* Source text:
________________________

Custodial investigation
According to People v. Marra,(G.R. No. 108494, September 20, 1994) custodial investigation
involves any questioning initiated by law enforcement authorities after a
person is taken into custody or otherwise deprived of his freedom of action in
any significant manner. The safeguards during custodial investigation begin to
operate as soon as the investigation ceases to be a general inquiry into a
still unsolved crime, and the interrogation is then focused on a particular
suspect who has been taken into custody and to whom the police would then
direct interrogatory questions that tend to elicit incriminating statements.

________________________

* Requirements:
1: Which court case does the passage on custodial investigation cite for its definition?
2: Continue the passage on custodial investigation from its last sentence.
The rows after this have no connection to the passage on custodial investigation.

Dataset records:
________________________

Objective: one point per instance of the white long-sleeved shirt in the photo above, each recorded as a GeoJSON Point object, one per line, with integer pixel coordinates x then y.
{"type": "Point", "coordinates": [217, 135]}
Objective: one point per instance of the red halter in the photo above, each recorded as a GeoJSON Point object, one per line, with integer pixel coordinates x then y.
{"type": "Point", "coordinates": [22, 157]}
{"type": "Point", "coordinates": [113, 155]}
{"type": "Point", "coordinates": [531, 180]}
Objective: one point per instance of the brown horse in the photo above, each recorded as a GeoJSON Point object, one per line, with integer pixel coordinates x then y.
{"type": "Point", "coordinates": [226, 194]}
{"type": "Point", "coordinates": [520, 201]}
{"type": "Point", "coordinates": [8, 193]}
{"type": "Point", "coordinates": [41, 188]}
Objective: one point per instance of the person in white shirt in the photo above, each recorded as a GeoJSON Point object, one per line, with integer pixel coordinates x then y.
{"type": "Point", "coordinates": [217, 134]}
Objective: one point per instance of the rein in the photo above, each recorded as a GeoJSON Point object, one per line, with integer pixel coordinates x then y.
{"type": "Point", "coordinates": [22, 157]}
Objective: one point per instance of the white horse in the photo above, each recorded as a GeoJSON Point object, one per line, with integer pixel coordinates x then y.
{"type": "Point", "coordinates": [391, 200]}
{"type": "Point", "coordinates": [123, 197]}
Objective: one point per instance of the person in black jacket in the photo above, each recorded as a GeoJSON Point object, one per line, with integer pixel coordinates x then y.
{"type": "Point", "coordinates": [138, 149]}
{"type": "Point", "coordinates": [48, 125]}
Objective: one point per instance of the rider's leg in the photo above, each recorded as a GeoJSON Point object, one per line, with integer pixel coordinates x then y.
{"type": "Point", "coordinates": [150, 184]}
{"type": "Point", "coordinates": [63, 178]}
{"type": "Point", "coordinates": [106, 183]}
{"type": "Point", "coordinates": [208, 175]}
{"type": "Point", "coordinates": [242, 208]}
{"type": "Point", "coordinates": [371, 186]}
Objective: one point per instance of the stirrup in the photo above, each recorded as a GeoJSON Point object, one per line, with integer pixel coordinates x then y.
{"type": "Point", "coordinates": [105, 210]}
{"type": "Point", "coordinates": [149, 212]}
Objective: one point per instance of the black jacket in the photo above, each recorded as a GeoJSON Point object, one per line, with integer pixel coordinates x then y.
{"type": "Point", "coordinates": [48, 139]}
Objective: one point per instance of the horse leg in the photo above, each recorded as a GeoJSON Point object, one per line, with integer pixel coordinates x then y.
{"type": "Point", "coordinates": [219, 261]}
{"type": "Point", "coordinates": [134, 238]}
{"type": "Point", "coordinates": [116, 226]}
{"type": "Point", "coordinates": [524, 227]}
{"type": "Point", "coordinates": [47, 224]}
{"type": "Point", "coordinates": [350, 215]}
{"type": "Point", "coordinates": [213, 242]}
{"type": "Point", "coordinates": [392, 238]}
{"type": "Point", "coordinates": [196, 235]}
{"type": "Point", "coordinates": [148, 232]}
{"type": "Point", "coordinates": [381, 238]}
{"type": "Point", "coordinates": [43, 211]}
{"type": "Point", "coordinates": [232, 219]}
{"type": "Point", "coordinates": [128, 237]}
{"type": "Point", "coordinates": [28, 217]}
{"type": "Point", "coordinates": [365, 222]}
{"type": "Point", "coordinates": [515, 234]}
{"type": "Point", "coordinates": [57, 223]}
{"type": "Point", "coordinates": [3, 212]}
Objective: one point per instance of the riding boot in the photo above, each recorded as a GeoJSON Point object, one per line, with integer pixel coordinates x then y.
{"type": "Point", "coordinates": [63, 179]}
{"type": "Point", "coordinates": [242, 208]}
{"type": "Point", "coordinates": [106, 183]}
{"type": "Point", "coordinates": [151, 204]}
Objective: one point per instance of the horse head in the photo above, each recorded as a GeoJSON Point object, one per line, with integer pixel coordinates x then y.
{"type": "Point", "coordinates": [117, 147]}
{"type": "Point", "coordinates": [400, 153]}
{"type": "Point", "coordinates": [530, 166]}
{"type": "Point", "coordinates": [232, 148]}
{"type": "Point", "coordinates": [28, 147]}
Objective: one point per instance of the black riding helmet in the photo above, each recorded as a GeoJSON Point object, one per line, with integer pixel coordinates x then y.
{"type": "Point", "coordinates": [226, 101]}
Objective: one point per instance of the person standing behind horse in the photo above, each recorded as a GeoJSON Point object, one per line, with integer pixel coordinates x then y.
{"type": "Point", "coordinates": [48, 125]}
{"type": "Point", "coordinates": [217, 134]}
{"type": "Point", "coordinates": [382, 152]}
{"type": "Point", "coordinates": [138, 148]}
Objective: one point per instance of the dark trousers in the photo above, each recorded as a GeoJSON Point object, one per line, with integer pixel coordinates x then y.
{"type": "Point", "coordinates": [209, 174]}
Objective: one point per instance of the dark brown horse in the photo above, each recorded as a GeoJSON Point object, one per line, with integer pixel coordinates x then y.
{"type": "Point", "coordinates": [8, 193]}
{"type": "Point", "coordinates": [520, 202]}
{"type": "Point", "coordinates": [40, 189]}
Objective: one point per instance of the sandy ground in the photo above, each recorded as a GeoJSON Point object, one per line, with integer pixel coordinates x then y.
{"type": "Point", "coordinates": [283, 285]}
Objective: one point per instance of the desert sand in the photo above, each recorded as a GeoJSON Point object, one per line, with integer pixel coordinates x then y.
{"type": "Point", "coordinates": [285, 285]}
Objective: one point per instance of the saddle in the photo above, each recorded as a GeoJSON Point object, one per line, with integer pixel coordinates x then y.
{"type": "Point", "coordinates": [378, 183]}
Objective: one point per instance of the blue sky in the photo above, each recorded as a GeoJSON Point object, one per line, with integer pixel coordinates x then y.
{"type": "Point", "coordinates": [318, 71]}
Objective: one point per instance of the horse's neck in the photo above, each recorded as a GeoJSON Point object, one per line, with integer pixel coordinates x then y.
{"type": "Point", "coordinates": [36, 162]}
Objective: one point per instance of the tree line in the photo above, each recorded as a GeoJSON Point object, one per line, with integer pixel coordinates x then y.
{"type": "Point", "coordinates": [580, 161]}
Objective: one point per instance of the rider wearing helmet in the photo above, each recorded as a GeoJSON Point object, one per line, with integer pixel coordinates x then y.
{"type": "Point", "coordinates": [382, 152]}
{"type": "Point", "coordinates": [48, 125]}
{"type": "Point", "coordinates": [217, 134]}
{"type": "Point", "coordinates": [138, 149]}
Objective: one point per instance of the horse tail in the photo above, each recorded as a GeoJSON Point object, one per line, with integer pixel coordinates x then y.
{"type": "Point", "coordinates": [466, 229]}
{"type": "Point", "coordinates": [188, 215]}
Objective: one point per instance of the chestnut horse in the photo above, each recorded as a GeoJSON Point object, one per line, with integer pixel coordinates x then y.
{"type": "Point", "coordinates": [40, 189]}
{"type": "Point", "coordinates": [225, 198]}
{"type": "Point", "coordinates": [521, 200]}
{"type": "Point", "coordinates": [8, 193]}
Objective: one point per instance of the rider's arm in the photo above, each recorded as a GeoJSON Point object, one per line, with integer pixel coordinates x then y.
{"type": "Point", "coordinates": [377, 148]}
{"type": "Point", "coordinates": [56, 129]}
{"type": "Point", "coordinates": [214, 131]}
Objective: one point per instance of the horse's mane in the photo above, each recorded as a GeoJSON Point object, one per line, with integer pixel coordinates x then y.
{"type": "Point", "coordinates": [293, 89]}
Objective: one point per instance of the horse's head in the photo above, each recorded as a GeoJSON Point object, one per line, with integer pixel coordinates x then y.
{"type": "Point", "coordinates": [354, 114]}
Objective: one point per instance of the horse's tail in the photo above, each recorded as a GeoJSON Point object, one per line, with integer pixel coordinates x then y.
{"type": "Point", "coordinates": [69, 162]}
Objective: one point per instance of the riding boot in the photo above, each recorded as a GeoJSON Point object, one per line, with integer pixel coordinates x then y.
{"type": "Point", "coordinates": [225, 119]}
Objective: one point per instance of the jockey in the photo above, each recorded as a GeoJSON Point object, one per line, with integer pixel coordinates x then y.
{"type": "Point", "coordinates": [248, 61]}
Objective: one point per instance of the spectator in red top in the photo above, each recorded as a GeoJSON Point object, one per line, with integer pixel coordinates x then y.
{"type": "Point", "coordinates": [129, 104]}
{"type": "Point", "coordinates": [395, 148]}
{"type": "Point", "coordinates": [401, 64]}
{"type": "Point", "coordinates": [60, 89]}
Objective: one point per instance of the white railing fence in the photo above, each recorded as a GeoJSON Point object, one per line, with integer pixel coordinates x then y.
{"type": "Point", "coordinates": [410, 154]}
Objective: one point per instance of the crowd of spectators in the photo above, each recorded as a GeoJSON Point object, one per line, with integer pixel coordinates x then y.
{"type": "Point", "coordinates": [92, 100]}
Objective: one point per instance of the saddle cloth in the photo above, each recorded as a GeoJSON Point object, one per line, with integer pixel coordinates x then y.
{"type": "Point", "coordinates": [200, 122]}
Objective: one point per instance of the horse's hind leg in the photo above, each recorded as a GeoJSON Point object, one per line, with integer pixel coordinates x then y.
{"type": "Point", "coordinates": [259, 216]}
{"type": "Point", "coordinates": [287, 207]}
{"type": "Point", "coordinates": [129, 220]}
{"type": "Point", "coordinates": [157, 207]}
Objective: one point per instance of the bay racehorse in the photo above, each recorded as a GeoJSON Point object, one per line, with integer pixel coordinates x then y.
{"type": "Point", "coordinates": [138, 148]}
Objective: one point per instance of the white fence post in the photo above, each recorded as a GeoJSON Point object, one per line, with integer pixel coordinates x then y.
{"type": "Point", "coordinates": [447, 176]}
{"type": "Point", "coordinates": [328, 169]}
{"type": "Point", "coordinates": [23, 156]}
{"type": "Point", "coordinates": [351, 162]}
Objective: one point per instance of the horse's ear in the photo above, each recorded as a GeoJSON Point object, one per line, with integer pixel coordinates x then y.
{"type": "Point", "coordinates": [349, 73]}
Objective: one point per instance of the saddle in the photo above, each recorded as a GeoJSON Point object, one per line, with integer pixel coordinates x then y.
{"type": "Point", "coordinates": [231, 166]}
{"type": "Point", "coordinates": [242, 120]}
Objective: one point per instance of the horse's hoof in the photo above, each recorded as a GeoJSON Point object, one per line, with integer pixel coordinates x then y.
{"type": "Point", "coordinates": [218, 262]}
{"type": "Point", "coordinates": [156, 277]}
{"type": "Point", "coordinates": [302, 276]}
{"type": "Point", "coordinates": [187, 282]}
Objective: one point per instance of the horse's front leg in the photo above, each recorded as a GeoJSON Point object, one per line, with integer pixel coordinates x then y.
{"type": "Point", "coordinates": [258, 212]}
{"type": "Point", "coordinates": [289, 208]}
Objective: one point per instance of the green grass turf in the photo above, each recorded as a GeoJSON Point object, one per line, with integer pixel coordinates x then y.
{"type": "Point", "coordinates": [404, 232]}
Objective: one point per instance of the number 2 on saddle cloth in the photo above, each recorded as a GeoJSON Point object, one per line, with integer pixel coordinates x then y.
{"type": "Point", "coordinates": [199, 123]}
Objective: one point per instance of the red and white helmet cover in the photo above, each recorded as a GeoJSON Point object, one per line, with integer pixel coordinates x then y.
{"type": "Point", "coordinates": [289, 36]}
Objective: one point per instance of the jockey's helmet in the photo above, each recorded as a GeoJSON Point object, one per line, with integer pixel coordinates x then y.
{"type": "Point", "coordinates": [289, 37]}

________________________

* Written responses:
1: People v. Marra (G.R. No. 108494, September 20, 1994).

2:
The situation contemplated is more precisely described as one where –
After a person is arrested and his custodial investigation begins a confrontation arises which at best may be termed unequal. The detainee is brought to an army camp or police headquarters and there questioned and cross-examined not only by one but as many investigators as may be necessary to break down his morale. He finds himself in a strange and unfamiliar surrounding, and every person he meets he considers hostile to him. The investigators are well-trained and seasoned in their work. They employ all the methods and means that experience and study has taught them to extract the truth, or what may pass for it, out of the detainee. Most detainees are unlettered and are not aware of their constitutional rights.
And even if they were, the intimidating and coercive presence of the officers of the law in such an atmosphere overwhelms them into silence x x x. (People v. Uy, Jr., G.R. No. 157399, November 17, 2005, 475 SCRA 248, 261-262, citing Morales, Jr. v. Enrile, No. L-61016, April 26, 1983, 121 SCRA 538, 560-561)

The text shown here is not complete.